REQUIRED ACTIONS >>
[1] From the text about Coláiste Phádraig, reproduce the passage starting at "Coláiste Phádraig (St." and ending at "Rice Trust schools.".
[2] According to the text about Coláiste Phádraig, how many students did the school have when it opened in September 1969?

PROVIDED TEXT >>
━━━━━━━━━━━━━━━━━━━━━━━━━━━━━━
Coláiste Phádraig (St. Patrick's College) is a Christian Brothers secondary school for boys in Lucan, County Dublin, Ireland. It is located in an estate called Roselawn with a relatively large campus that includes three basketball courts, two football pitches, a large school building and a modern sports hall which includes a school gym. Coláiste Phádraig is part of the Edmund Rice Trust schools.

==History==
The school opened in September 1969, and in its infancy was composed of merely two teachers and forty-five students. Initial lessons were taught in just one prefab. During the 1970s, in order to accommodate the increasing student population, more prefabs were added, until a new school building was commissioned, ultimately opening in 1978. Further growth and development occurred, resulting in an increase in the staff size of the school to thirty by the turn of the decade. However, with a spiking population in Lucan, the existing school building was no longer of a sufficient size, and thus a large extension was built in 2004 to expand the footprint of the school. The extension contained computer and science labs and a careers library in addition to new metalwork and woodwork rooms and a gym were also added.
━━━━━━━━━━━━━━━━━━━━━━━━━━━━━━
INFORMATION SUPPLIED >>
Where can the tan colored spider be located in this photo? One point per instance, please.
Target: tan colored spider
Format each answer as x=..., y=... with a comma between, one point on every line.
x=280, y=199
━━━━━━━━━━━━━━━━━━━━━━━━━━━━━━
RESULTS FOR EACH TASK >>
[1]
Coláiste Phádraig (St. Patrick's College) is a Christian Brothers secondary school for boys in Lucan, County Dublin, Ireland. It is located in an estate called Roselawn with a relatively large campus that includes three basketball courts, two football pitches, a large school building and a modern sports hall which includes a school gym. Coláiste Phádraig is part of the Edmund Rice Trust schools.

[2] Forty-five students.